++++ Supplied material ++++

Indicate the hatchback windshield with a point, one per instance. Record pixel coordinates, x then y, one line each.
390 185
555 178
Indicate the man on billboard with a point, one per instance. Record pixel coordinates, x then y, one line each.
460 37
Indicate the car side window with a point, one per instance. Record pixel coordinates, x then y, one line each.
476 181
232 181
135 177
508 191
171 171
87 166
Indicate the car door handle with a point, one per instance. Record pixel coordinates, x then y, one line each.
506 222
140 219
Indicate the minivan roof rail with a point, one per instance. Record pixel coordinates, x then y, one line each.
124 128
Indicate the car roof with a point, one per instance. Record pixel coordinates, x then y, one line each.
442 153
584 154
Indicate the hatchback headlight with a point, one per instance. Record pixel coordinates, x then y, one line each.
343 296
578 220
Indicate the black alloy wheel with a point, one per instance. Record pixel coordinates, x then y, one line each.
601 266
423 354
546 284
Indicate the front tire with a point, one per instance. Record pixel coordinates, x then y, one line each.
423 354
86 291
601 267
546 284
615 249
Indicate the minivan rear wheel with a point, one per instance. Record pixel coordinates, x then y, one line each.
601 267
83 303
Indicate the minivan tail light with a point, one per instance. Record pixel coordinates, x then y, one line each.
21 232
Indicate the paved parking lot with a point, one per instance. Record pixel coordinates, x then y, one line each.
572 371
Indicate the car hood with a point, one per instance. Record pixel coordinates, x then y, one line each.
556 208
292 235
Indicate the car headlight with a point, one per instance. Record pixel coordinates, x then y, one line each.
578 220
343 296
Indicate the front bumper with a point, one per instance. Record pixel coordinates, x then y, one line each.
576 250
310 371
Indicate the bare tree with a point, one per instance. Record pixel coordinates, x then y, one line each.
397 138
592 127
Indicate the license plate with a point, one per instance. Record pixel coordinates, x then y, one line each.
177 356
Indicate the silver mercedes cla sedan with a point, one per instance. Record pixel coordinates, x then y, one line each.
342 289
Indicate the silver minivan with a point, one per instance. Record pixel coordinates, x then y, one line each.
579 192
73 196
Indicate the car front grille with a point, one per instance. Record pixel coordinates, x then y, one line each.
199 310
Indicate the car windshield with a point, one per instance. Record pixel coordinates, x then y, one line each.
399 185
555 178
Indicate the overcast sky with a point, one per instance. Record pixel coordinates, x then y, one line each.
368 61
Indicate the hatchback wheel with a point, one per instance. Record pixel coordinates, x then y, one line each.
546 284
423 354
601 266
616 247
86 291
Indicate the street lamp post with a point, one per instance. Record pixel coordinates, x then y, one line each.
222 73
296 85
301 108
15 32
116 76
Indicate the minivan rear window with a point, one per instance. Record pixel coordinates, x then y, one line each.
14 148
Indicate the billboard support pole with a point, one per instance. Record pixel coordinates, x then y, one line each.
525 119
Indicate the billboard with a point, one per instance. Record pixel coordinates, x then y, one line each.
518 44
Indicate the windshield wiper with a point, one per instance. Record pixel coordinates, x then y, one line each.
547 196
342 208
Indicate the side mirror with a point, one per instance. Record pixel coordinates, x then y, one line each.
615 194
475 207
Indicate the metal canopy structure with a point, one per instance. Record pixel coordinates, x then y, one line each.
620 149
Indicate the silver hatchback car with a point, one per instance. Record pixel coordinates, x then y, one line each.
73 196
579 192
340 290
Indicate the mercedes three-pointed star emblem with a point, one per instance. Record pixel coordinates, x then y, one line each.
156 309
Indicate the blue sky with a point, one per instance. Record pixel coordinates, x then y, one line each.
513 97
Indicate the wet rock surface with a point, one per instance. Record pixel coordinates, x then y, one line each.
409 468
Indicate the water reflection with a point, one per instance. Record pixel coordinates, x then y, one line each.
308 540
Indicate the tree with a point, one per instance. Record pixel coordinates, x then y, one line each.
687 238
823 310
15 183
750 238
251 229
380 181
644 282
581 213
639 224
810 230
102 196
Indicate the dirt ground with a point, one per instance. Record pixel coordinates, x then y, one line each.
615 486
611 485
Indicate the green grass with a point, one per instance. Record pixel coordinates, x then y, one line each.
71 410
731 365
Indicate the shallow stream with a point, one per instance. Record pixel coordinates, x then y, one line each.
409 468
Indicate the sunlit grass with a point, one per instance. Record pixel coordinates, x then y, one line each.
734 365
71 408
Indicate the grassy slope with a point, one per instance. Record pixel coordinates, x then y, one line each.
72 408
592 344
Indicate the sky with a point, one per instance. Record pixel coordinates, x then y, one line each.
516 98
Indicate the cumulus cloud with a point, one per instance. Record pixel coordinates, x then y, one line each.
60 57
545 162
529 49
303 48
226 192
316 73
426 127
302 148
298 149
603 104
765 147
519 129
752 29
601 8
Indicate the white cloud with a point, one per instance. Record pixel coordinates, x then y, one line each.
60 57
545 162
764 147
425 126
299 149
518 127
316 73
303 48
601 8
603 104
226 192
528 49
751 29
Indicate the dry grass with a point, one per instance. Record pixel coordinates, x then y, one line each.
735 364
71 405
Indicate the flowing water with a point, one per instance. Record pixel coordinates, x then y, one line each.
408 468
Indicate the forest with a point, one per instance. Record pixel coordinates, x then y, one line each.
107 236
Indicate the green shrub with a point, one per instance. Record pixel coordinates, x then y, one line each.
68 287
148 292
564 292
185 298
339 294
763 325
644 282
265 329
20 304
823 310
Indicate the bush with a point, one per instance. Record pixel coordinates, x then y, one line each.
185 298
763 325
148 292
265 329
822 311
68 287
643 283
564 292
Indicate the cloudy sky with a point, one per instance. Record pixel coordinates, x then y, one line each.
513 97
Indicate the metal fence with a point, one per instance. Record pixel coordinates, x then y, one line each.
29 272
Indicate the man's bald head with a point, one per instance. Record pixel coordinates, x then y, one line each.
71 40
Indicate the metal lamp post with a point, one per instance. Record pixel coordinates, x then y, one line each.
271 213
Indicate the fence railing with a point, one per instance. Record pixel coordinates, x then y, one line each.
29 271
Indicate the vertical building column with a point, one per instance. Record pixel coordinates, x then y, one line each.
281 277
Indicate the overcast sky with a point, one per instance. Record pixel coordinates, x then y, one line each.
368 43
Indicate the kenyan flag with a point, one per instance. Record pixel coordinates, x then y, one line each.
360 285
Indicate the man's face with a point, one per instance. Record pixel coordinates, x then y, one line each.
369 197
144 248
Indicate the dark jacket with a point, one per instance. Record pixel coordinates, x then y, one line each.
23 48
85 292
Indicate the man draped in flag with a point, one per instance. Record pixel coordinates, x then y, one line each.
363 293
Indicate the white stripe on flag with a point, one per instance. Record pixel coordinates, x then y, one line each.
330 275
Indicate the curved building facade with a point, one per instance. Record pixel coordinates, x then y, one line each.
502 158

++++

## What is being asked:
A faithful copy of all the records is required.

## Response to this task:
Indicate the hatchback windshield with a point, one per instance. Record pixel coordinates, x then y, one line each.
390 185
555 178
Indicate the man on billboard with a point, one per instance. Record pixel coordinates, x then y, one line each.
460 37
Indicate the car side window with a point, one per instance. Record pixel coordinates, x then y, one line each.
476 181
232 181
135 177
508 191
171 171
87 166
Indicate the car door handle with a point, one per instance. Record pixel coordinates, x then y, one line each.
506 222
140 219
Indicate the minivan roof rail with a point, one per instance. Record pixel coordinates, x then y, one line each.
124 128
Indicate the car roof with a point, one per instance. Record pixel coordinates, x then y, one line each.
442 153
584 154
Indicate the hatchback headlight with a point, one per instance. Record pixel coordinates, x then y, one line each.
343 296
578 220
Indicate the black alloy wheel with a point, one per instance. Record pixel coordinates, x then y, one line each.
601 266
423 354
546 284
Indicate the front tire with a point, one per instance. Record pixel coordinates, x then y, one line each.
423 354
86 291
601 267
546 284
615 249
Indicate the minivan rear wheel with a point, one per instance. Record pixel coordinates, x then y, one line each.
601 267
83 303
Indicate the minivan tail light with a point, one per instance. Record pixel coordinates, x then y, one line each.
21 232
Indicate the paved parking lot with a point, one per instance. Record pixel coordinates, x then y, one line each.
572 371
Indicate the car hood with a point, one per instance. Record pixel coordinates, x then y, one line each.
556 208
292 235
Indicate the car headlight with a point, one per instance. Record pixel coordinates, x then y, one line each.
578 220
343 296
Indicate the front bumper with a point, one per instance. Record pixel coordinates, x then y, one line each.
576 250
310 371
Indicate the bare tree with a point, one per instance. Record pixel coordinates, x then y, one line each.
397 138
592 127
Indicate the license plate with a point, one per instance. Record pixel coordinates, x then y, one line each.
177 356
Indicate the silver mercedes cla sedan with a point, one per instance. Record pixel coordinates, x then y, one line each.
342 289
Indicate the silver minivan with a point, one per instance. Record pixel coordinates, x then y, one line each.
579 192
73 196
Indicate the car front grille with a point, one per instance. Record pixel coordinates, x then y, one line each.
199 310
Indicate the car windshield with a point, one per instance. Record pixel coordinates, x then y, one line each.
399 185
555 178
Indicate the overcast sky with a point, one per instance. Record pixel coordinates, x then y, one line each.
368 61
Indicate the hatchback wheel with a point, one per instance. Record pixel coordinates, x then y, one line each.
546 284
423 354
601 266
616 247
86 291
Indicate the street lamp post with a point, one per instance. Record pixel coordinates, x then y, one line each.
222 73
296 85
301 108
15 32
116 76
Indicate the minivan rear window with a point, one per instance. Record pixel coordinates, x then y, one line each.
14 148
Indicate the billboard support pole with a point, one per instance. Record pixel coordinates, x then y, one line each.
525 119
Indicate the billboard with a point, one per instance. Record pixel coordinates, x then y, one line each.
518 44
Indicate the windshield wiper with a point, one per instance. Record pixel coordinates, x then y, one line each.
547 196
342 208
Indicate the side mirror with a point, one per instance. Record pixel coordinates, x then y, one line each.
615 194
475 207
Indicate the metal canopy structure with a point, one per instance. Record pixel coordinates, x then y, one line each.
620 149
Indicate the silver hatchback car with a point, one per instance. Record pixel coordinates, x then y, one line each.
73 196
579 192
340 290
Indicate the mercedes three-pointed star emblem with a point, one per instance. Record pixel coordinates, x then y, one line each.
156 309
Indicate the blue sky with a point, one per instance. Record pixel coordinates, x then y, one line each.
513 97
Indicate the wet rock surface with a point, one per instance. Record pixel coordinates, x then y, one line each.
409 468
Indicate the water reflection with a point, one per instance. Record pixel coordinates, x then y, one line each.
308 540
Indicate the tree with a point, one per instance. Record pixel coordinates, x then y, one line each.
687 238
823 310
15 183
750 238
251 229
380 181
644 282
581 213
639 224
810 230
102 196
Indicate the dirt ground with a point, one per instance. Record pixel coordinates, x then y, one line each.
615 486
611 485
Indicate the green grass with a point, one per instance. Record pixel coordinates, x then y, one line each.
71 410
731 365
Indicate the shallow stream with a point, one per instance. Record pixel coordinates, x then y, one line each.
409 468
Indicate the sunlit grass with a point, one per instance. Record pixel coordinates, x then y, one line each.
734 365
71 408
Indicate the grassy slope with a point, one per instance. Record pixel coordinates, x then y, one line each.
72 408
592 344
Indicate the sky with a point, one per instance. Record pixel coordinates, x then y, one line each.
516 98
Indicate the cumulus cloud with a point, one per instance. Record pixel coordinates, x then y, one line each.
60 57
545 162
529 49
303 48
226 192
316 73
426 127
302 148
298 149
603 104
765 147
519 129
752 29
601 8
Indicate the white cloud with a point, one per instance. Record pixel coordinates, x then y, one line each.
60 57
545 162
764 147
425 126
299 149
518 127
316 73
303 48
601 8
603 104
226 192
528 49
751 29
Indicate the dry grass with a point, one per instance. Record pixel coordinates, x then y, one line each.
735 364
71 405
Indicate the flowing water with a point, one per instance. Record pixel coordinates, x then y, one line each.
408 468
Indicate the forest with a point, one per instance. Record pixel coordinates, x then y, one line each.
107 236
Indicate the green shrub with a point, one per instance. Record pixel coordinates, x then y, one line each.
68 287
148 292
564 292
185 298
339 294
763 325
644 282
265 329
20 304
823 310
Indicate the bush with a point, one per instance. Record pixel coordinates, x then y, one line each.
185 298
763 325
148 292
265 329
822 311
68 287
643 283
564 292
Indicate the cloudy sky with a point, one per instance. Record pixel coordinates, x then y, one line each.
513 97
Indicate the metal fence with a point, one per instance. Record pixel coordinates, x then y, one line each.
29 272
Indicate the man's bald head with a point, one per instance. Record pixel coordinates, x then y, one line each.
71 40
Indicate the metal lamp post with a point, one per instance. Record pixel coordinates, x then y, one line each.
271 213
Indicate the fence railing with a point, one per instance. Record pixel coordinates, x then y, one line each.
29 271
Indicate the vertical building column with a point, one per instance. Record pixel coordinates, x then y, one line each.
281 277
Indicate the overcast sky with a point, one per instance. Record pixel coordinates, x then y, one line each.
368 43
Indicate the kenyan flag with a point, one per instance. Record pixel coordinates, x then y, one line each.
360 285
Indicate the man's face with a point, one per instance. Record pixel coordinates, x then y, one line each.
369 197
144 248
Indicate the dark jacket with a point, one per instance. Record pixel coordinates, x then y, one line each.
23 48
85 292
Indicate the man draped in flag with a point, one per instance. Record pixel coordinates, x then y, one line each.
363 293
Indicate the white stripe on flag with a point, one per instance. Record pixel coordinates, x then y, one line each.
330 275
Indicate the curved building facade with a point, one per instance. Record pixel coordinates, x then y, one line each.
502 158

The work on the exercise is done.